- _SELECTED EXCERPT_

+++

Both World Bank President Robert Zoellick and International Monetary Fund Managing Director Domenique Strauss-Kahn warn that the increase in world food prices could force 100 million people back into absolute poverty (defined as a household income of $1 a day or less), wiping out all the gains the poorest billion people achieved during the past decade.

The price of wheat jumped 120 percent in the past year, hitting a 28-year high in February. The price of rice, the staple for billions of Asians, is up 147 percent over the past year, hitting 19-year high. The price of corn tripled in the past two years, increasing from $2.00 a bushel in January 2006, to $3.05 in January 2007, to $4.25 in January 2008, and hitting $6 a bushel in April 2008.

The consequences are appalling. El Salvador’s poor are eating only half as much as they did a year ago. Afghans are now spending half their income on food, up from a tenth in 2006. In Bangladesh, a two-kilogram bag of rice now consumes about half of the daily income of a poor family. Many Haitians try to assuage their hunger by eating toxic patties made of dirt, spice, and cooking oil.

Astounding, as is Lewis's evidence of just how linked ethanol is to such problems:

According to the USDA, total U.S. corn production was 11.8 billion bushels in 2004/05 and will reach an estimated 13 billion bushels in 2007/08 — an increase of 1.2 billion bushels. Corn production for ethanol was 1.3 billion bushels in 2004/05 and will reach an estimated 3.2 billion bushels in 2007/08 — an increase of 1.9 billion bushels. Ethanol manufacture is consuming all the increase in total U.S. corn production, and then some.

+++

- _DATA FOR REVIEW_
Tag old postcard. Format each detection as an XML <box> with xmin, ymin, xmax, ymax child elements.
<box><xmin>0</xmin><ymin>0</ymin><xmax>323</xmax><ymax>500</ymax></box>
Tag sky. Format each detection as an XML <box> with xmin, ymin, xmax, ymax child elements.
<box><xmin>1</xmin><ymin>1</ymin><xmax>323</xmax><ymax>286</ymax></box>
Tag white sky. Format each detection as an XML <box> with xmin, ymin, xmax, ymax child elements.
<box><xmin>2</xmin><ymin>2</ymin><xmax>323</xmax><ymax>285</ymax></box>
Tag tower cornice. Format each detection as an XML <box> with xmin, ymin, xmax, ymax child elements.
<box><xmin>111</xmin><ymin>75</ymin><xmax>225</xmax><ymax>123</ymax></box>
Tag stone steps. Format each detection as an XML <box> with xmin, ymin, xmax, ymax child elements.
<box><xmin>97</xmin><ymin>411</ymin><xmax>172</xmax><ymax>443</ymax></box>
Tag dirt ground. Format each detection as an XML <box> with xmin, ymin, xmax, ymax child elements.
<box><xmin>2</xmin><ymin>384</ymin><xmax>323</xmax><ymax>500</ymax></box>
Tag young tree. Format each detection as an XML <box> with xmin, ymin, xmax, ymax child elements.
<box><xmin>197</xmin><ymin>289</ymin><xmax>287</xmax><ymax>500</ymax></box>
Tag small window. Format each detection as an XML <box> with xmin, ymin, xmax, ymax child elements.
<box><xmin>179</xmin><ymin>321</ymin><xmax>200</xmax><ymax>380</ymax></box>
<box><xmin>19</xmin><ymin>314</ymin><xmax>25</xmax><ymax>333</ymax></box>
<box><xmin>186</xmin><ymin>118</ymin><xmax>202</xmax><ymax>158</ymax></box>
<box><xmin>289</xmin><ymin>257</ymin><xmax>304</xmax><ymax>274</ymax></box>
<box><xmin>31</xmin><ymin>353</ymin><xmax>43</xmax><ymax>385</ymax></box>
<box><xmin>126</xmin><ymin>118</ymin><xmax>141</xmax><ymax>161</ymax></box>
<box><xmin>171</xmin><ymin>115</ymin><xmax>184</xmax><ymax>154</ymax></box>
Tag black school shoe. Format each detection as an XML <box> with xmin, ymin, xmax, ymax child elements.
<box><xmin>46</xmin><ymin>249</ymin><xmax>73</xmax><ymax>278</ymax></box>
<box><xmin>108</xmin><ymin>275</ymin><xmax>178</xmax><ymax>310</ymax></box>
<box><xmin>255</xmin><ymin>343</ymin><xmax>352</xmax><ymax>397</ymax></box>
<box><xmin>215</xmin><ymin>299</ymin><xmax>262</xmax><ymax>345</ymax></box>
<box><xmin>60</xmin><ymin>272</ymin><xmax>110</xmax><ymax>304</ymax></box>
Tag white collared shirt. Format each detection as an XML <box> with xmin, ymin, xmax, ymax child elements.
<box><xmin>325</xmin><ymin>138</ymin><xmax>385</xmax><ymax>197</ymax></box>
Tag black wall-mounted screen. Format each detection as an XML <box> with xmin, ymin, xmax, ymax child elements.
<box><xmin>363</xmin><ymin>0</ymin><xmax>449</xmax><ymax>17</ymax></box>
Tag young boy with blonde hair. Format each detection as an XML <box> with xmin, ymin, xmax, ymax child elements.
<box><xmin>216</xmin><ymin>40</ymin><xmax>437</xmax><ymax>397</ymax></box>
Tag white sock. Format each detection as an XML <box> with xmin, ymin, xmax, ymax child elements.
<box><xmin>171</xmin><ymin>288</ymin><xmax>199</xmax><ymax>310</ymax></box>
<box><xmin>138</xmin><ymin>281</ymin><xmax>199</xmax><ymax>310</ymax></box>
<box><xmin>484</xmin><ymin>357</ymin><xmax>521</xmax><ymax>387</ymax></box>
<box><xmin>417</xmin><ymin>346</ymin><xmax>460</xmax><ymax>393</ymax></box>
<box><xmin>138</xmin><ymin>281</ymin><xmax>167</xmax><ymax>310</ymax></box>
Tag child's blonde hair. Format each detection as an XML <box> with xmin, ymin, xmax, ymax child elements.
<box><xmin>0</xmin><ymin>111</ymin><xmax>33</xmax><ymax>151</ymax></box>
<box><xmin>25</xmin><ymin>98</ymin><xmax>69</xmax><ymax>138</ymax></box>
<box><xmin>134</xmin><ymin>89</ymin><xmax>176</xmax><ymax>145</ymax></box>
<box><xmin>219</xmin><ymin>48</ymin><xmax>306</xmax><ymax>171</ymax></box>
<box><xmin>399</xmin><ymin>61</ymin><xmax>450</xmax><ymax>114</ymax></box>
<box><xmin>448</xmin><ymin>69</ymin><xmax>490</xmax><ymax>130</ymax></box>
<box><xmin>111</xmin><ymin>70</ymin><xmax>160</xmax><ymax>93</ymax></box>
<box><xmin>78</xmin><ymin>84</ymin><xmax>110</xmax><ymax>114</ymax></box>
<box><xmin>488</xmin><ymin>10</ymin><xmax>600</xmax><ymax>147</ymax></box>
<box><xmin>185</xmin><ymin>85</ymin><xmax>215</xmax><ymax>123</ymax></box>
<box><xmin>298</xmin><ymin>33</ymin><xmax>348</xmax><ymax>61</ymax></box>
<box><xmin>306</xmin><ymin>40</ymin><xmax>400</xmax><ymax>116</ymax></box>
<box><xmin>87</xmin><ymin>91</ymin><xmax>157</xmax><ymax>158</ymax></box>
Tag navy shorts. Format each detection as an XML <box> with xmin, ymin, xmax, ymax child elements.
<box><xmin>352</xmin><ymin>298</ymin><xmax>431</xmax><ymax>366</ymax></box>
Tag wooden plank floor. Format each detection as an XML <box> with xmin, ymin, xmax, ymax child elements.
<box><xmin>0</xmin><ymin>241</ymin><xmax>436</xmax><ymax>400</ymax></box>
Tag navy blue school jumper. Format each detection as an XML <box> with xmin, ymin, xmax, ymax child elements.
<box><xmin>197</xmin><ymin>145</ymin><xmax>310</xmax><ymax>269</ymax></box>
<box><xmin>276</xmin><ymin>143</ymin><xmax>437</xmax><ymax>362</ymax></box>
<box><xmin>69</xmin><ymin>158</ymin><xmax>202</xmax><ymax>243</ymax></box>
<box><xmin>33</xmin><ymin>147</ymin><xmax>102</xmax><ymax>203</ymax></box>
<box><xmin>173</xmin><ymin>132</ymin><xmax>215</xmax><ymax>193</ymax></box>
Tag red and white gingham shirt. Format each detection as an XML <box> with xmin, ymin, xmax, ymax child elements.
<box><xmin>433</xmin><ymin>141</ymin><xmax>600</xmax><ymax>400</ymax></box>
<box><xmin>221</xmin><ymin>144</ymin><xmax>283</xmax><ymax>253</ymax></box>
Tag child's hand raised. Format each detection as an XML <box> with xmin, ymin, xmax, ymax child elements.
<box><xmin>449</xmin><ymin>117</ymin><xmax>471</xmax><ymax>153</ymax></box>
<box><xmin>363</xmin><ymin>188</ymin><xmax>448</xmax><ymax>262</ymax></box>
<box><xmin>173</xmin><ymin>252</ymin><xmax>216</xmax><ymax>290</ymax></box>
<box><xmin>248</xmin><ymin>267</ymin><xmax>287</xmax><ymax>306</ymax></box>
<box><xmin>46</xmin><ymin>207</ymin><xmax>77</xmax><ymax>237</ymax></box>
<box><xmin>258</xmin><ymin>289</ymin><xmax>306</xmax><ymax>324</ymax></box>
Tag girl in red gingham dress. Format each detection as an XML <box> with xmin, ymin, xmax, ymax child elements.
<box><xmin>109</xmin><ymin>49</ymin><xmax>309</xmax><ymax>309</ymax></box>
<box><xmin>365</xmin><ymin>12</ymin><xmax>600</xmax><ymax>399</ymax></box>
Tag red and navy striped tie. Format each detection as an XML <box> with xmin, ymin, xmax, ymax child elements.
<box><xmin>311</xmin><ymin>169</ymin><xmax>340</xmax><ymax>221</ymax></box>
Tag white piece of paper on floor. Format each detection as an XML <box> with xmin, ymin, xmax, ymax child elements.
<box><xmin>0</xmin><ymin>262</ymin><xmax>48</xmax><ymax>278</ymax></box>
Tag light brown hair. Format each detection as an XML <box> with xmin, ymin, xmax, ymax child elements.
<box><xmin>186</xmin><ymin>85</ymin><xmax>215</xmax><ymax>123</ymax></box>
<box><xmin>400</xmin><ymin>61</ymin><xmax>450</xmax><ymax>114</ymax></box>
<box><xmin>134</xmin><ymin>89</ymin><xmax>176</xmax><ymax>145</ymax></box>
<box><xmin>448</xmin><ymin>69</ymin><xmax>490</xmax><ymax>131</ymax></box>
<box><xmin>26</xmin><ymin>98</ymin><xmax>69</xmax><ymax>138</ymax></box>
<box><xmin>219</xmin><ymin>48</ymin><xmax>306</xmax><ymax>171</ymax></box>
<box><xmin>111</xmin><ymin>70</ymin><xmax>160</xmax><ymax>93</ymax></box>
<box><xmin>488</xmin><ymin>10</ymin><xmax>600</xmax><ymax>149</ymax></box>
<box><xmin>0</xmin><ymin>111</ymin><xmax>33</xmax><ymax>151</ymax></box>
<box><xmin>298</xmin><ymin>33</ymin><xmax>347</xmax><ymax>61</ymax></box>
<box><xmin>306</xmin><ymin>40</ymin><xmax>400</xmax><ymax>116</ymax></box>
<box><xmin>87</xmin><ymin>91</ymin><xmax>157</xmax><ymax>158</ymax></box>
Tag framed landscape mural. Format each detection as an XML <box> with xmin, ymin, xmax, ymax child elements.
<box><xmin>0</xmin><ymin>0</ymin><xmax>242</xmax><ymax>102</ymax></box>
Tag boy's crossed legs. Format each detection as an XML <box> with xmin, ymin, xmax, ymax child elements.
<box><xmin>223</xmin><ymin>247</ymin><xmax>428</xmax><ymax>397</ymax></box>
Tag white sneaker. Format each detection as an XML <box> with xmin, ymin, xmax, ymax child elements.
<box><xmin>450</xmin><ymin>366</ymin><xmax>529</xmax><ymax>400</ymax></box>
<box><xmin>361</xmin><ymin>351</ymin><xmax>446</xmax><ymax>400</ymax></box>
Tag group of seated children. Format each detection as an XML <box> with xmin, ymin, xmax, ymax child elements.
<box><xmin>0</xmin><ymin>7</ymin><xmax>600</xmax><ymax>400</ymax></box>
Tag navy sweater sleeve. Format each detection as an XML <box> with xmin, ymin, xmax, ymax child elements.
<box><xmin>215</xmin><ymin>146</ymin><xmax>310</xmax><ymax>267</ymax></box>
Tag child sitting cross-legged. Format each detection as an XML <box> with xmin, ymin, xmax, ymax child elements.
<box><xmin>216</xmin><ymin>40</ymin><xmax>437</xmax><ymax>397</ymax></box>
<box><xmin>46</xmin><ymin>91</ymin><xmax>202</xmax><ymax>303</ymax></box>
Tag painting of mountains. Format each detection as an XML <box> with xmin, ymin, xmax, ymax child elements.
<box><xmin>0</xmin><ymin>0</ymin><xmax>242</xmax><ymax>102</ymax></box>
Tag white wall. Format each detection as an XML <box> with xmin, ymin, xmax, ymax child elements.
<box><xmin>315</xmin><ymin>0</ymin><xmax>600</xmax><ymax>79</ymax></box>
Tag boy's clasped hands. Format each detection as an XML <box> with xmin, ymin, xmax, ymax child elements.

+++

- _WORK TASK A_
Answer these questions from the text on world food prices:
(i) What household income defines absolute poverty?
(ii) What did corn cost per bushel in January 2007?
(iii) What share of their income did Afghans spend on food in 2006?
- _WORK TASK B_
Translate this sentence from the text on world food prices into Spanish: "El Salvador’s poor are eating only half as much as they did a year ago."
- _WORK TASK C_
Does each statement agree with the text on world food prices? Answer yes or no, and quote the words that decide it.
(i) The price of rice reached a 28-year high.
(ii) Corn production for ethanol was 1.3 billion bushels in 2004/05.
(iii) The price of wheat rose 120 percent in the past year.

- _FINAL ANSWER A_
(i) $1 a day or less
(ii) $3.05
(iii) A tenth

- _FINAL ANSWER B_
Los pobres de El Salvador comen solo la mitad de lo que comían hace un año.

- _FINAL ANSWER C_
(i) No: "The price of rice, the staple for billions of Asians, is up 147 percent over the past year, hitting 19-year high."
(ii) Yes: "Corn production for ethanol was 1.3 billion bushels in 2004/05"
(iii) Yes: "The price of wheat jumped 120 percent in the past year"